Recorded data ▸
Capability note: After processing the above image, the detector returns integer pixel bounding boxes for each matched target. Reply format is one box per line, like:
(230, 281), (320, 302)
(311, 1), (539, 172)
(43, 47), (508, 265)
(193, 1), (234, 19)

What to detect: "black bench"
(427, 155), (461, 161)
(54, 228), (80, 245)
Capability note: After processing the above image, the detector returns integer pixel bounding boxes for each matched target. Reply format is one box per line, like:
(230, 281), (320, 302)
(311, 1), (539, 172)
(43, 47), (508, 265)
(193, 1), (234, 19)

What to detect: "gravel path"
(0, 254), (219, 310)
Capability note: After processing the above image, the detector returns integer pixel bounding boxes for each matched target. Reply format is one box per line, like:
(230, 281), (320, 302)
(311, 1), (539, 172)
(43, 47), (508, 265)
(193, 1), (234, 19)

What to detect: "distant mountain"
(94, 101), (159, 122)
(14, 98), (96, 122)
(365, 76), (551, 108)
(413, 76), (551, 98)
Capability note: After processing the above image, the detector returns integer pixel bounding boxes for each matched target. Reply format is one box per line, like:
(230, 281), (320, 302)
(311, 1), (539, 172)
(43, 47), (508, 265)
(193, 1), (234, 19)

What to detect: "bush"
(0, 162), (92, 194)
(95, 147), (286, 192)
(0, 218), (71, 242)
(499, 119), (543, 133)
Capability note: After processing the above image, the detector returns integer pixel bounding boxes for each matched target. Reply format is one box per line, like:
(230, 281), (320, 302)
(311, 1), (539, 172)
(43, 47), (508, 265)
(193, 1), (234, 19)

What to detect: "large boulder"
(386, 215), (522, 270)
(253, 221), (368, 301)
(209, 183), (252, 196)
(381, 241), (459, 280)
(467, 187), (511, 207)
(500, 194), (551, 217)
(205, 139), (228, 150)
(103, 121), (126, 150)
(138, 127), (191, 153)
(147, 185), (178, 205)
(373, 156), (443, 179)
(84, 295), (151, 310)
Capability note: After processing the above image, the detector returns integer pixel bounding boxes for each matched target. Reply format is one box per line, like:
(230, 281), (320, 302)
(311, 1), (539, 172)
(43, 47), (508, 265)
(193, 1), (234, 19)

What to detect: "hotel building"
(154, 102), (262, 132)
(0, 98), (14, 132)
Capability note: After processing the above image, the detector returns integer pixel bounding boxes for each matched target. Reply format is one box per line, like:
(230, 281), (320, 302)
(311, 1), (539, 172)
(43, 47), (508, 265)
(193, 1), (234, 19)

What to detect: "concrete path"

What is asked ▸
Rewrite the data above with "detector" replaced by "locator" everywhere it appears, leaving everything else unchanged.

Solution ▸
Capability note: After processing the above image, the locator returns integer pixel bounding boxes for each matched target. Reply format is one box per line, like:
(230, 281), (320, 302)
(311, 1), (539, 172)
(43, 47), (508, 265)
(193, 1), (234, 19)

What to detect: "black bench"
(427, 155), (461, 161)
(54, 228), (80, 245)
Capability note: After processing the above image, the locator returns integer pixel bounding boxes for each matched target. Reply format is one box per line, like:
(230, 281), (320, 302)
(311, 1), (539, 172)
(43, 47), (508, 265)
(193, 1), (234, 19)

What to detect: "gravel path"
(0, 254), (219, 310)
Capability note: After processing the above image, the locator returns integer pixel bounding boxes for each matched target. Reply format is one box per line, like:
(230, 281), (320, 302)
(311, 1), (539, 172)
(43, 47), (508, 265)
(193, 1), (234, 19)

What to detect: "distant mountain"
(94, 101), (159, 122)
(14, 98), (96, 122)
(365, 76), (551, 108)
(413, 76), (551, 98)
Capability note: After processing the above image, the locator returns integer pixel bounding boxes for each matched target. Reply format is one box per line, like:
(230, 281), (320, 302)
(311, 1), (539, 172)
(43, 47), (508, 265)
(193, 1), (234, 19)

What to detect: "bush"
(0, 162), (92, 194)
(95, 147), (286, 192)
(0, 218), (71, 242)
(499, 119), (543, 133)
Capability note: After processing the above image, the locator returns integer pixel bounding boxes for each matched target. Reply format is one box per line, like:
(230, 281), (320, 302)
(311, 1), (539, 172)
(43, 47), (508, 265)
(193, 1), (234, 19)

What to detect: "large boulder"
(386, 215), (522, 270)
(253, 221), (368, 301)
(209, 183), (252, 196)
(381, 241), (459, 280)
(467, 187), (511, 207)
(500, 194), (551, 217)
(205, 139), (228, 150)
(103, 121), (126, 150)
(138, 127), (191, 153)
(147, 185), (178, 205)
(373, 156), (443, 179)
(84, 295), (151, 310)
Capability note: After processing the above image, the locator returns integer pixel bounding boxes for each matched target. Reply format is one box per line, like:
(230, 281), (320, 302)
(311, 1), (539, 172)
(43, 47), (508, 265)
(193, 1), (234, 19)

What to detect: "hotel building"
(154, 102), (262, 132)
(0, 98), (14, 132)
Capability note: After processing the above image, the locator returns integer pixel bounding boxes for each matched target. Reply format is one box per line, like:
(230, 281), (320, 302)
(311, 1), (539, 172)
(43, 47), (508, 265)
(193, 1), (234, 19)

What to detect: "concrete path"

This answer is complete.